▸ Exercise directions: Please give back word for word the lines of the material below between the line containing "[[391, 579], [440, 213]]" and the line containing "[[787, 557], [381, 693]]", inclusive.

[[ Records for this task open ]]

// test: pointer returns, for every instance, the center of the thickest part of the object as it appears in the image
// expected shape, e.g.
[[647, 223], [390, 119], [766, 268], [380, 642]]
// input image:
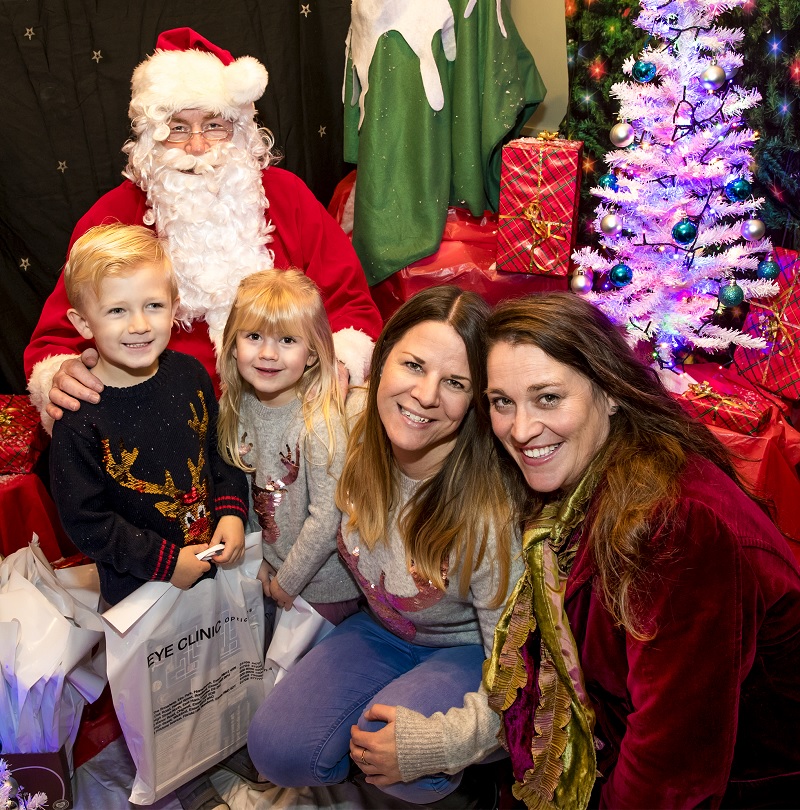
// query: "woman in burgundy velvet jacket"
[[650, 655]]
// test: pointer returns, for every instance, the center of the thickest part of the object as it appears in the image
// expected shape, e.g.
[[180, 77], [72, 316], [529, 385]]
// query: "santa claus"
[[199, 171]]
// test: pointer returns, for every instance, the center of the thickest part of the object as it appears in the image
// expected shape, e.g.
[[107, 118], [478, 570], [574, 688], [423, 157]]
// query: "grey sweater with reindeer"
[[292, 501], [138, 475]]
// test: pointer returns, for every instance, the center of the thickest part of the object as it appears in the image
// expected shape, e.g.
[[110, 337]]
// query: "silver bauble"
[[611, 225], [753, 229], [712, 78], [621, 134], [581, 282]]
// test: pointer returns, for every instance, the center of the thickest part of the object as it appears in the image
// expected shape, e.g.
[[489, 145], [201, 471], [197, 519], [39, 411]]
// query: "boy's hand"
[[189, 569], [73, 383], [229, 532], [265, 573], [283, 599]]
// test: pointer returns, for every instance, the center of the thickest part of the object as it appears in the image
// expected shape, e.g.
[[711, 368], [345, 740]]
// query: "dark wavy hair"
[[646, 449]]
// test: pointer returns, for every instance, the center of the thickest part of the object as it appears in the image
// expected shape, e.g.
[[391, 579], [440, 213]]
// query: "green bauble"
[[737, 190], [620, 275], [731, 294], [768, 269], [684, 232], [643, 71]]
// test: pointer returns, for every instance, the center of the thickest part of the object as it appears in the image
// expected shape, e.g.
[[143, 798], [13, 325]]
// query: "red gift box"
[[776, 368], [735, 413], [721, 398], [539, 188], [22, 437], [466, 258]]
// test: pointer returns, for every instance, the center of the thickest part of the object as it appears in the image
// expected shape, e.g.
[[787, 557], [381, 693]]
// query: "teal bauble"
[[620, 275], [643, 71], [768, 269], [684, 232], [737, 190], [731, 294], [621, 134], [608, 181]]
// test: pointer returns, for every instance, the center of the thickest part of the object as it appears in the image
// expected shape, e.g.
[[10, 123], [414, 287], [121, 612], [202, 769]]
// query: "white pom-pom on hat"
[[189, 72]]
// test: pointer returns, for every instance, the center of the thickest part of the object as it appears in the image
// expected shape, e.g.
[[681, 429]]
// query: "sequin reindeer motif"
[[188, 507], [266, 499]]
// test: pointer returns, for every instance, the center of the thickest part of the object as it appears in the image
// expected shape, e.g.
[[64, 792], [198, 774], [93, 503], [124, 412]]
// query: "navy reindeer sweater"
[[138, 476]]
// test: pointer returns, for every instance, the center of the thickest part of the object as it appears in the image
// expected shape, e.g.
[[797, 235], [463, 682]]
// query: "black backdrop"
[[65, 68]]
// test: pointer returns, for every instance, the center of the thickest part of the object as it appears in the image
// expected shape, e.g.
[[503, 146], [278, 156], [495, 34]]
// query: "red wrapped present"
[[22, 437], [776, 368], [748, 416], [539, 186], [466, 258]]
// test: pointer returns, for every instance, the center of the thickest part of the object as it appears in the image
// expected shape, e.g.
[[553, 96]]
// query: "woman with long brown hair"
[[658, 622], [649, 656], [427, 535]]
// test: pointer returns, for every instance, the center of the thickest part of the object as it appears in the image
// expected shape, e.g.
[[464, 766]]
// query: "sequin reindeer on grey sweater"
[[267, 498]]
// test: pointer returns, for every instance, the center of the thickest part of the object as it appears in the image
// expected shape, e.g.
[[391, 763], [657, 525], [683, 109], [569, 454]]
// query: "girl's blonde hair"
[[280, 302], [108, 251]]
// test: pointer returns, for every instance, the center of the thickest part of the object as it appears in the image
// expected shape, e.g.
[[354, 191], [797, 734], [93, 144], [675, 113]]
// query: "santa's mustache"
[[179, 160]]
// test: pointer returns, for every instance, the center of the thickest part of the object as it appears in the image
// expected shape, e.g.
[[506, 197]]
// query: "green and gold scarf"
[[562, 747]]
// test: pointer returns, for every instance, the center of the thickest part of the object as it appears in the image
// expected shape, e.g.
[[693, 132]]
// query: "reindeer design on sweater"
[[188, 507], [266, 499]]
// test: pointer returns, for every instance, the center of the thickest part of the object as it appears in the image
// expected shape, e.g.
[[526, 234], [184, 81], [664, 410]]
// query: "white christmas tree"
[[677, 223], [12, 796]]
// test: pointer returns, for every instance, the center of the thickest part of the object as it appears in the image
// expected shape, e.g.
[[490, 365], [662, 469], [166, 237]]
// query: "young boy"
[[138, 481]]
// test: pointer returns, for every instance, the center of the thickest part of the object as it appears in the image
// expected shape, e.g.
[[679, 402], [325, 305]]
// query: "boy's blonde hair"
[[280, 302], [108, 251]]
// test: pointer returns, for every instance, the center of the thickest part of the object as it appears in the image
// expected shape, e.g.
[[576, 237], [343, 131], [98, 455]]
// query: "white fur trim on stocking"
[[354, 349], [41, 382]]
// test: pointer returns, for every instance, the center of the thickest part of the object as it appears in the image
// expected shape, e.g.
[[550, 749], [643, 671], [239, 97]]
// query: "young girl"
[[282, 420]]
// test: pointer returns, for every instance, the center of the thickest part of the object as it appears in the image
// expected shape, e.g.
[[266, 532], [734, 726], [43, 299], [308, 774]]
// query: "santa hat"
[[189, 72]]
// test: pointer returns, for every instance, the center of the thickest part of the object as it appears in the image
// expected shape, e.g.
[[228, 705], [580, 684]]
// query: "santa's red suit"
[[305, 236]]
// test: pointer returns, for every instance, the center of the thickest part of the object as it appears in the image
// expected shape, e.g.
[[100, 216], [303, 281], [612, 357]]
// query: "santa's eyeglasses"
[[181, 133]]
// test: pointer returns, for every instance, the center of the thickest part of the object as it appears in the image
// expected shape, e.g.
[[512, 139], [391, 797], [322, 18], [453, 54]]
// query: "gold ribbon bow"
[[542, 229], [776, 329]]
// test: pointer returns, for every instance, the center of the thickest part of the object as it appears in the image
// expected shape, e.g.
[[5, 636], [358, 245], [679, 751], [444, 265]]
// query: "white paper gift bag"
[[186, 670], [50, 648], [296, 632]]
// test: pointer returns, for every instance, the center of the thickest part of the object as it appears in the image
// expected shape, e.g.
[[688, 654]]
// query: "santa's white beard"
[[210, 208]]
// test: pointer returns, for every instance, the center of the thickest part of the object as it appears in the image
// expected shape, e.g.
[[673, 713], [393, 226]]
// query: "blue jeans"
[[301, 733]]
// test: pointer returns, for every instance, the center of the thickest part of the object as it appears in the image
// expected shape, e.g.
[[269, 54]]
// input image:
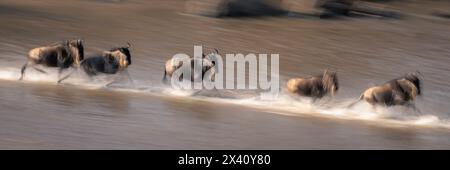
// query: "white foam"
[[283, 104]]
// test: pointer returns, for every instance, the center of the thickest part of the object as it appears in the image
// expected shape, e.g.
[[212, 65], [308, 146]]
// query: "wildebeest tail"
[[164, 80]]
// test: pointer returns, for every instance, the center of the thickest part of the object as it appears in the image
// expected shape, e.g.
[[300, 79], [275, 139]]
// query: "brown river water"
[[39, 114]]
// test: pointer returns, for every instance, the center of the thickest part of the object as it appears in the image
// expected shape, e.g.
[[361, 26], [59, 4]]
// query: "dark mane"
[[125, 51]]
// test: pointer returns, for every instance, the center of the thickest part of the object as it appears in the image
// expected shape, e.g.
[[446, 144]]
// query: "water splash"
[[284, 104]]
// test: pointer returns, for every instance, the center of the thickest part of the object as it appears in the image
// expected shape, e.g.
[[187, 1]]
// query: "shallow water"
[[365, 51]]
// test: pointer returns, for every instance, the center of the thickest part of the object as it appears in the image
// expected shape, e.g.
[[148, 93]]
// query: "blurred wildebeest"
[[109, 62], [316, 86], [399, 91], [335, 7], [176, 63], [62, 54]]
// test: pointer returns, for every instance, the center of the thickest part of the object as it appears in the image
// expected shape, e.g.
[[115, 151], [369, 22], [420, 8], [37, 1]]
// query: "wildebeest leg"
[[129, 78], [39, 69], [413, 106], [374, 107], [22, 71], [164, 80]]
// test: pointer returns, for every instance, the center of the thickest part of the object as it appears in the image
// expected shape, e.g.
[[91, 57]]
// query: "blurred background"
[[366, 42]]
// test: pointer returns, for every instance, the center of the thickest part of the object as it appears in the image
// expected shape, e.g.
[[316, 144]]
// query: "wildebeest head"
[[76, 49], [414, 78], [330, 82], [122, 55]]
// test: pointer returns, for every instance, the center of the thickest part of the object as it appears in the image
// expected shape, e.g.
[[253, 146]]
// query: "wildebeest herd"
[[63, 55]]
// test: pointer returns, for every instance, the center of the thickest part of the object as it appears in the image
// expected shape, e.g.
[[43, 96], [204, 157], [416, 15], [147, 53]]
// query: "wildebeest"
[[316, 86], [399, 91], [109, 62], [62, 54], [176, 63]]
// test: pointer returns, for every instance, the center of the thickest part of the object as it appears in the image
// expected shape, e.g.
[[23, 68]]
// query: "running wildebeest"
[[175, 64], [109, 62], [399, 91], [316, 86], [62, 55]]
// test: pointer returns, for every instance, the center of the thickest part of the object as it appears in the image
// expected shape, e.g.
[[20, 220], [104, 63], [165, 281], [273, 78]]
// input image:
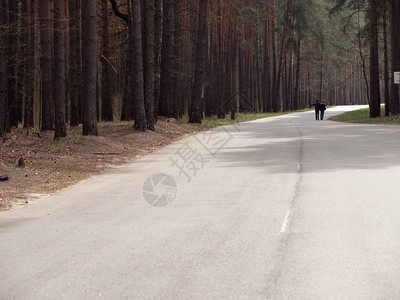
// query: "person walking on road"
[[316, 106], [322, 108]]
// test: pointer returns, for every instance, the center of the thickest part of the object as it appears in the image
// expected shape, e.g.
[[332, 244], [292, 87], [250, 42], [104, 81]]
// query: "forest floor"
[[362, 116], [37, 165]]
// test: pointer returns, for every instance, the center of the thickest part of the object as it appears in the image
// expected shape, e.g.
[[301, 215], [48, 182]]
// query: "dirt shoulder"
[[37, 165]]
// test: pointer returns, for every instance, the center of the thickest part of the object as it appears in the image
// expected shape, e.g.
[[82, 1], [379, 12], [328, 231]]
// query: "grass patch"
[[361, 116]]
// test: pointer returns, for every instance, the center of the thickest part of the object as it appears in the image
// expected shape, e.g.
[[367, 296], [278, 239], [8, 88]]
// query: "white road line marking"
[[286, 221]]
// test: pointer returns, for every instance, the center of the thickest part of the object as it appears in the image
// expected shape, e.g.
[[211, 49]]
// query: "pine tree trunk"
[[167, 61], [158, 20], [75, 60], [106, 97], [386, 59], [137, 55], [11, 52], [195, 115], [3, 76], [149, 58], [89, 69], [395, 24], [298, 72], [59, 75], [375, 101], [45, 66], [30, 65], [22, 59]]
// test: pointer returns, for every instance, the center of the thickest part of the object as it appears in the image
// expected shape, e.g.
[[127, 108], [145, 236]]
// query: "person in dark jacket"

[[ Records for this task closed ]]

▸ Task result:
[[391, 579], [440, 213]]
// query: "green bauble"
[[737, 190], [620, 275], [731, 294], [768, 269], [684, 232], [643, 71]]
// test: pointer returns, for every instance, the center of the thickest part of the object as it appears in the image
// expected shape, e.g.
[[143, 798], [13, 325]]
// query: "red gift box"
[[776, 368], [735, 413], [721, 398], [539, 188], [22, 437], [466, 258]]
// test: pointer returns, for every instance, the center of the thickest part of the object as it appears in the image
// expected shape, e.g.
[[787, 557], [381, 693]]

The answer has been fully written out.